Starting with the first line below, reproduce each line exactly until you have included the one bearing "Task: point at the concrete building.".

Stored items from a collection

------------------------------------

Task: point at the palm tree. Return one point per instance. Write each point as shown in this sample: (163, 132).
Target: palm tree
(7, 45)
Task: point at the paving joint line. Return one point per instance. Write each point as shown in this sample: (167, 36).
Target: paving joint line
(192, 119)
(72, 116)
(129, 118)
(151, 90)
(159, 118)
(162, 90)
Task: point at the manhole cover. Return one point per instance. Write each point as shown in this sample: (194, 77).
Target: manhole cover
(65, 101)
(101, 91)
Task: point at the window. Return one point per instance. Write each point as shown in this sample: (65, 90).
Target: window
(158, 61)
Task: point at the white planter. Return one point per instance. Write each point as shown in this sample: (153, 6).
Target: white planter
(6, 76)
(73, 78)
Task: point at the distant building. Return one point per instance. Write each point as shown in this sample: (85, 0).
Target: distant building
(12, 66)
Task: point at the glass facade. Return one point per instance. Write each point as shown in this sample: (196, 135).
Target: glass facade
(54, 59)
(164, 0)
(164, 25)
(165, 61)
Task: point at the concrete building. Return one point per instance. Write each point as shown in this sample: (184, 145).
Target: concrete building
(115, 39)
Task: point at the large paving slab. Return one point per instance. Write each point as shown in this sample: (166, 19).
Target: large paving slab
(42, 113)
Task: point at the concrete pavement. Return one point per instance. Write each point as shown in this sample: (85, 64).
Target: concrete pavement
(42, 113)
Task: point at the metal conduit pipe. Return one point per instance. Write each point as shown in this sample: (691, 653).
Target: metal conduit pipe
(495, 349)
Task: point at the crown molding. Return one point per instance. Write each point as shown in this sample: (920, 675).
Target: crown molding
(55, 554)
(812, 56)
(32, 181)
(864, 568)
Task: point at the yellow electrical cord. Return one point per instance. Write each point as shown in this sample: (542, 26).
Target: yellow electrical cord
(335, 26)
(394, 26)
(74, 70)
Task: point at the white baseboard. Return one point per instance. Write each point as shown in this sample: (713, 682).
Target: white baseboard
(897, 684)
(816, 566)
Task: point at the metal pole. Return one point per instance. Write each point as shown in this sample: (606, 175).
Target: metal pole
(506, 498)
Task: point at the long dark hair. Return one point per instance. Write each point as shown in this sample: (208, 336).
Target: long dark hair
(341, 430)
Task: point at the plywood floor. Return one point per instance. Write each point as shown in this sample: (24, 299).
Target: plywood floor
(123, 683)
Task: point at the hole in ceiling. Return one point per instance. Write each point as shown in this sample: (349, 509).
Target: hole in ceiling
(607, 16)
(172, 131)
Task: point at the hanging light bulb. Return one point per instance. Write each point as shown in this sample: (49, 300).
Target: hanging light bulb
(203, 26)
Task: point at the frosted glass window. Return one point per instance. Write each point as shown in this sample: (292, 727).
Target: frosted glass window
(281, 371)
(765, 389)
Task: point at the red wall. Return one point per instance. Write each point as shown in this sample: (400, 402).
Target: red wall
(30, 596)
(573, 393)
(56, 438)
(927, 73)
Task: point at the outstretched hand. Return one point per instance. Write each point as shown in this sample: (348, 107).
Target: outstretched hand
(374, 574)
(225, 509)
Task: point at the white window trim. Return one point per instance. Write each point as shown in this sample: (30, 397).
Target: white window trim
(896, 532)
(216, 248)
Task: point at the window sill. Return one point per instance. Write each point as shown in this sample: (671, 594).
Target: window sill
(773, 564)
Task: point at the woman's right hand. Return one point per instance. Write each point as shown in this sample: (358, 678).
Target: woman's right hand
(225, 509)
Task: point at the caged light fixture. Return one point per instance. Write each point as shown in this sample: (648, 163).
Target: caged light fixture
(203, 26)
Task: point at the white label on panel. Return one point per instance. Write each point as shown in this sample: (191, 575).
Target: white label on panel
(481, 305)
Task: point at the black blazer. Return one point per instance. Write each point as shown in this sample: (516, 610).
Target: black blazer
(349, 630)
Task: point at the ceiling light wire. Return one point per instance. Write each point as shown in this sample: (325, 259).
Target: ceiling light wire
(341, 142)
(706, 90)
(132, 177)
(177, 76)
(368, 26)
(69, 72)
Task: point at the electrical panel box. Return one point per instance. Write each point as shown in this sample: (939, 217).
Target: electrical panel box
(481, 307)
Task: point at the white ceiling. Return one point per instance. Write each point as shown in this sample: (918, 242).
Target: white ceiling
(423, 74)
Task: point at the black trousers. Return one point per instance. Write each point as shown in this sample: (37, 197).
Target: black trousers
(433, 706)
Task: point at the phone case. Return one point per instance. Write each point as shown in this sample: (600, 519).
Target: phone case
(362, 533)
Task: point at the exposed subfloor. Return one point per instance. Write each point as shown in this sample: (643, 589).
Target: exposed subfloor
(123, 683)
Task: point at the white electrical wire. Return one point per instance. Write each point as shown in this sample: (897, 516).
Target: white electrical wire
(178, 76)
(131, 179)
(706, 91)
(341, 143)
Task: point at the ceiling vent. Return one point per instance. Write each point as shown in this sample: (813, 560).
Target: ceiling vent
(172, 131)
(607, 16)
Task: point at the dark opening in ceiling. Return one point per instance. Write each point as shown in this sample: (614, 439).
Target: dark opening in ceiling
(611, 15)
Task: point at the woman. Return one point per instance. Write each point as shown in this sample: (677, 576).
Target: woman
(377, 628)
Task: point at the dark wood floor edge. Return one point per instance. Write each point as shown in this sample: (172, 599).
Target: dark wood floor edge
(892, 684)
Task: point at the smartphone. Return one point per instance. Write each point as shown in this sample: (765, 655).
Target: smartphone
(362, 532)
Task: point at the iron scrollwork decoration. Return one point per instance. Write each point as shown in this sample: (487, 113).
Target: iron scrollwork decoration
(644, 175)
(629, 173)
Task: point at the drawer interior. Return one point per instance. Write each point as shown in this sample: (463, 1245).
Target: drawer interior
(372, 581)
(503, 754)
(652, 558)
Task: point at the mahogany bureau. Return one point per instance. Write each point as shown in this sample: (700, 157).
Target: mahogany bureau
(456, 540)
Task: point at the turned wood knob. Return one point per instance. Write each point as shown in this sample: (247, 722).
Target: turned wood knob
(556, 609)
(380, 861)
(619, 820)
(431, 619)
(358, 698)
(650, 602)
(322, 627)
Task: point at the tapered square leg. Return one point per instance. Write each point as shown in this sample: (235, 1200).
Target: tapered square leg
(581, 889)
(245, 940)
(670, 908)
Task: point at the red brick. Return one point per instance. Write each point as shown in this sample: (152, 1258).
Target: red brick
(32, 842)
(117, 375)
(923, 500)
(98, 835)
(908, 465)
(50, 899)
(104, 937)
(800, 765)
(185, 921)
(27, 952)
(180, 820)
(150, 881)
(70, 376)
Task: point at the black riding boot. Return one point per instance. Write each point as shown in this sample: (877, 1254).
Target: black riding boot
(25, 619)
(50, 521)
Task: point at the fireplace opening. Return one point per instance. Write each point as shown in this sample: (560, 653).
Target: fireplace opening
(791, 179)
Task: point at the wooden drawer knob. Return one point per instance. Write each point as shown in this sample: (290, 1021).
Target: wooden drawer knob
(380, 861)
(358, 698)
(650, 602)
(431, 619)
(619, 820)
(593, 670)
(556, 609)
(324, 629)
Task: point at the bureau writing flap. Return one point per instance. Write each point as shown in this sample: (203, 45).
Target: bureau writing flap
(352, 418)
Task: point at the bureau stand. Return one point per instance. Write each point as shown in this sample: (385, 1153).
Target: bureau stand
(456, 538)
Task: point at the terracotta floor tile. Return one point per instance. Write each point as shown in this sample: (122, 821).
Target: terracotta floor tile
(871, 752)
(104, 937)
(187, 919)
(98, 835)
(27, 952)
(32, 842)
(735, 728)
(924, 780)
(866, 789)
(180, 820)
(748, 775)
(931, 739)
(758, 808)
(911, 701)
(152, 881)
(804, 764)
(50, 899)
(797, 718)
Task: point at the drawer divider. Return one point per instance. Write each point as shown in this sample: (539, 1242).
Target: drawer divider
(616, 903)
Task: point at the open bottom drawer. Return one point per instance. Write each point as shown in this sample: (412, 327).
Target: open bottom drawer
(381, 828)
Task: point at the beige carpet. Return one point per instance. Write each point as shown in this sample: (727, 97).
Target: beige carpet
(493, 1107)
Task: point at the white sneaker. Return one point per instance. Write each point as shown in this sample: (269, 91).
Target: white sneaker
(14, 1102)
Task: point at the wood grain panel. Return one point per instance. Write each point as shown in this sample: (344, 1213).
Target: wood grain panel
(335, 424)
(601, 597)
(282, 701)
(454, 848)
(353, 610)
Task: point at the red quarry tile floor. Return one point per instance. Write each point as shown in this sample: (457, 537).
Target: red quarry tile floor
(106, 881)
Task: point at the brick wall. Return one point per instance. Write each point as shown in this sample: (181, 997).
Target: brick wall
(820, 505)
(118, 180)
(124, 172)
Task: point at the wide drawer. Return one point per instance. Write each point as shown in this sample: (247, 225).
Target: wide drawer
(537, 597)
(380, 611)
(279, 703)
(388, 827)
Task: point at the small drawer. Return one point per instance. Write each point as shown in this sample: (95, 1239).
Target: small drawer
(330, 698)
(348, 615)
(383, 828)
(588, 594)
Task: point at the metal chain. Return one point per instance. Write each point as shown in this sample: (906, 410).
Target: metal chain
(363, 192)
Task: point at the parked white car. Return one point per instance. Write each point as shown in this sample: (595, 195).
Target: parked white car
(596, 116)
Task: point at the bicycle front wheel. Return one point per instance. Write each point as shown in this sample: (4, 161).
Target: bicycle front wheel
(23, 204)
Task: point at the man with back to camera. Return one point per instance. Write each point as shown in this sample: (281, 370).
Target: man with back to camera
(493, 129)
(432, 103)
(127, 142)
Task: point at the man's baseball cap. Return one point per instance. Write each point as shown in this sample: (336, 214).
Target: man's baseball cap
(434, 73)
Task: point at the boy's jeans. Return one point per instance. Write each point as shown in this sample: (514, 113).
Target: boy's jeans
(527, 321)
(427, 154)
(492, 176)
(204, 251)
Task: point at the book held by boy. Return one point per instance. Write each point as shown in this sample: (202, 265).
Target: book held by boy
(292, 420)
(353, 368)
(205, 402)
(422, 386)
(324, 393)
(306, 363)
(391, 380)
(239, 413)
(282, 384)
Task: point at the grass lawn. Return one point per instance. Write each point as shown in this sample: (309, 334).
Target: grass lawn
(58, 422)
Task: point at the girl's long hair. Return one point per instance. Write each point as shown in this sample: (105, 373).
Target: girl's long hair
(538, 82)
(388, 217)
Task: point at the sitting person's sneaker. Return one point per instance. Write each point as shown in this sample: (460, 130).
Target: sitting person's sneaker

------------------------------------

▶ [Answer for this exercise]:
Task: point at the palm tree. Return one point per instance. Write each point as shown in this sample: (163, 132).
Target: palm tree
(7, 45)
Task: point at the paving joint line. Return one point per instance. Write each point as shown in this sample: (167, 36).
Target: paving joint line
(192, 119)
(72, 116)
(129, 118)
(151, 90)
(159, 118)
(162, 90)
Task: point at the manhole cover. Return one point per instance. Write each point as shown in this sample: (194, 77).
Target: manhole cover
(65, 101)
(101, 91)
Task: point at the window. Return one point per instance. Write each point as shown in this sample: (65, 90).
Target: window
(158, 61)
Task: point at the white planter. Return one point per instance. Write each point as shown in this sample: (153, 6).
Target: white planter
(6, 76)
(73, 78)
Task: point at the distant building. Return one point per instance. Write each point as shown in this sample: (85, 0).
Target: distant building
(12, 66)
Task: point at the glass facade. Return one point per instance. Write each point as shown in this sample: (196, 135).
Target: glass facade
(54, 59)
(164, 0)
(164, 25)
(165, 61)
Task: point at the concrete building. Return one point per instance. Write each point as shown in this sample: (184, 145).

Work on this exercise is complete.